>> START Dataset

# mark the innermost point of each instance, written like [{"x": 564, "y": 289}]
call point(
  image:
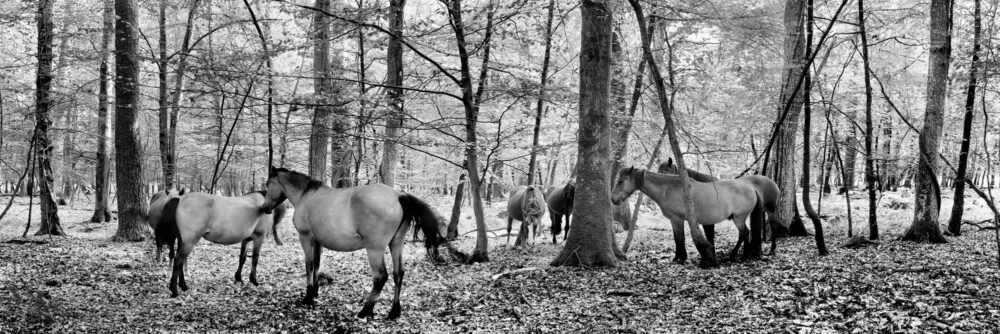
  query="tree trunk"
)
[
  {"x": 869, "y": 129},
  {"x": 806, "y": 133},
  {"x": 589, "y": 244},
  {"x": 456, "y": 209},
  {"x": 783, "y": 168},
  {"x": 43, "y": 146},
  {"x": 128, "y": 148},
  {"x": 320, "y": 131},
  {"x": 955, "y": 223},
  {"x": 471, "y": 102},
  {"x": 394, "y": 93},
  {"x": 533, "y": 160},
  {"x": 927, "y": 195},
  {"x": 102, "y": 211}
]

>> END Dataset

### Do this
Transcribe every line of the records above word for word, omitting the pictures.

### Output of the task
# mark the innermost point of each instance, written like [{"x": 564, "y": 289}]
call point(
  image:
  query="tree trunk"
)
[
  {"x": 869, "y": 129},
  {"x": 806, "y": 133},
  {"x": 589, "y": 244},
  {"x": 456, "y": 209},
  {"x": 783, "y": 168},
  {"x": 43, "y": 146},
  {"x": 128, "y": 148},
  {"x": 320, "y": 131},
  {"x": 955, "y": 223},
  {"x": 471, "y": 102},
  {"x": 394, "y": 93},
  {"x": 533, "y": 160},
  {"x": 927, "y": 195},
  {"x": 102, "y": 211}
]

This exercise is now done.